* 抽出テキスト:

>>>>>

学生街には、夏休み、冬休み、春休みなどを加えると、年間約4ヶ月前後に及ぶ人口の季節的な変動があります。1年のうち、3分の1は過疎状態になる可能性が高く、加えて、これからは少子化の影響で学生数自体に減少することも明らかです。
学生街の商店の中には、学生の休みに合わせて店を閉めて、他の店でアルバイトやパートタイマーとして働いている人も存在します。但し学生街といっても、住宅地域に隣接していたりする場合はこの限りではありません。

1年のうち、3分の1は過疎状態となる学生街とは正反対の考え方に、1年の3分の1しか開業しないスキー場等の近隣やスキー場の中での開業があります。これは、 「スキーの季節だけ開業し、外傷性の患者だけを対象に短期間のみ開業する。」 という考えです。
しかしながら、 「外傷性のものに対する施術の勉強のため」 というのならば話は別ですが、多くの患者を期待して 「短期間に勝負」 と考えているのであれば、この考え方は間違っているといえます。

<<<<<

* データ内容:
>>>>>

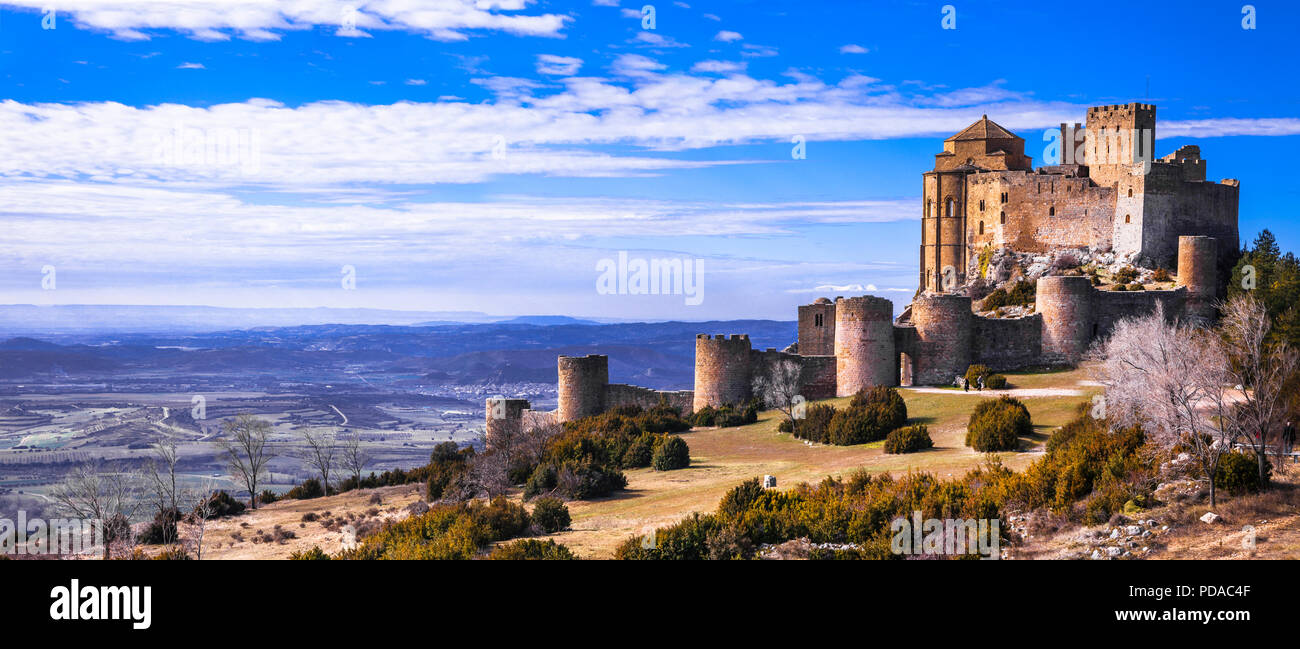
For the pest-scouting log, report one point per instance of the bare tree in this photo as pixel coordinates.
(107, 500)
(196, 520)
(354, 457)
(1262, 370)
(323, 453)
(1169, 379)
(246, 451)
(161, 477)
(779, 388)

<<<<<
>>>>>

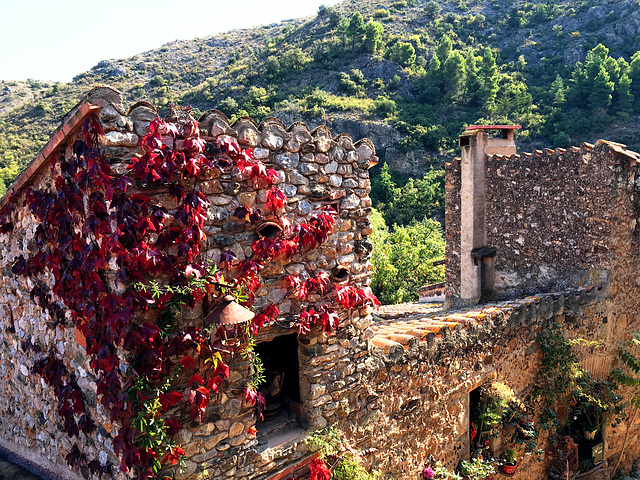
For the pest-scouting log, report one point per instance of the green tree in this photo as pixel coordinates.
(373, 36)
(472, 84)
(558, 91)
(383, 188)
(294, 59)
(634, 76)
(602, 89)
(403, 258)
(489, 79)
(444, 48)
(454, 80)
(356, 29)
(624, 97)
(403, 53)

<<<<<

* 課題内容 1:
学生街と開業に関する文章で、人口の季節的な変動の要因として名前が挙がっている学生の休みをすべて書き出してください。
* 課題内容 2:
学生街と開業に関する文章の最後の文に続けて、文章を書き広げてください。

* 記述回答 1:
夏休み、冬休み、春休み

* 記述回答 2:
一昔前であるならば、スキー等の冬季のスポーツで怪我をする人も結構いらっしゃいました。昔のスキー靴では、足首の捻挫等の事故が発生しやすかったのです。しかし、昨今のスポーツギアは、設計段階から怪我の回避と運動性能の両方に同等の重点が置かれていますので、怪我の発生率は著しく下がっています。
このようなスポーツギアを着用した上での怪我の場合は、ほとんどが入院を必要とする状況となりますので、以前のように冬季だけの治療院は成り立たなくなっています。